Source data.
----

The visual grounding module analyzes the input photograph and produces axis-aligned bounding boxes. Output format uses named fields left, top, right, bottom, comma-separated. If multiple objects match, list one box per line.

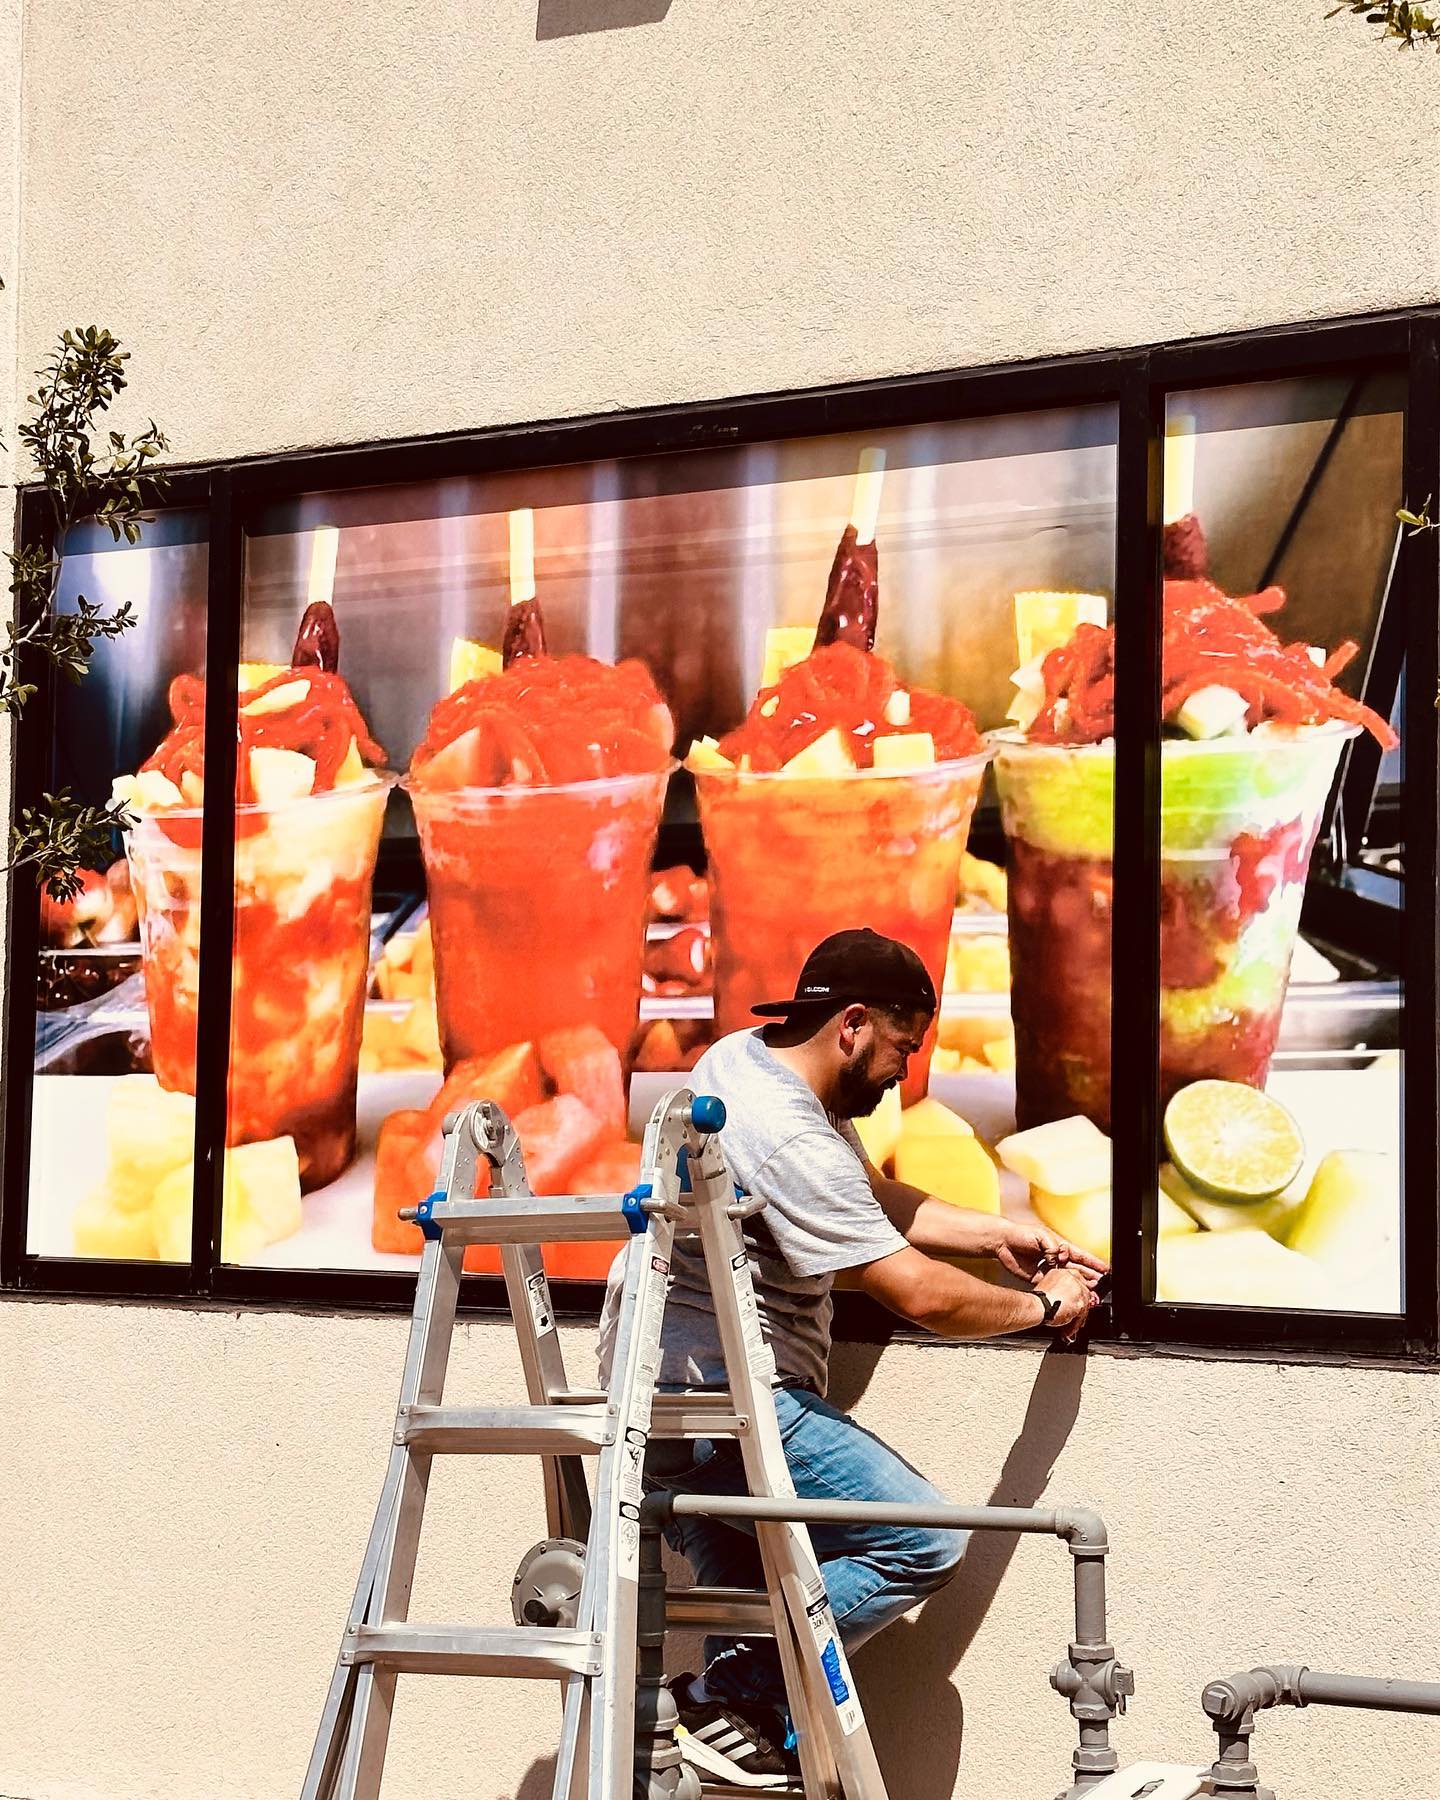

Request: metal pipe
left=1297, top=1671, right=1440, bottom=1714
left=639, top=1491, right=1128, bottom=1798
left=1201, top=1663, right=1440, bottom=1800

----

Directions for this task. Each word of the data should be repeated exactly, and the pictures left out.

Output.
The visual grounding module analyzes the input photograph and produces axis-aligned bounding boxes. Output format uses named fields left, top, right, bottom, comma-separated. If multiple objects match, list one box per line.


Request: metal pipe
left=1297, top=1671, right=1440, bottom=1714
left=639, top=1491, right=1128, bottom=1798
left=1201, top=1663, right=1440, bottom=1800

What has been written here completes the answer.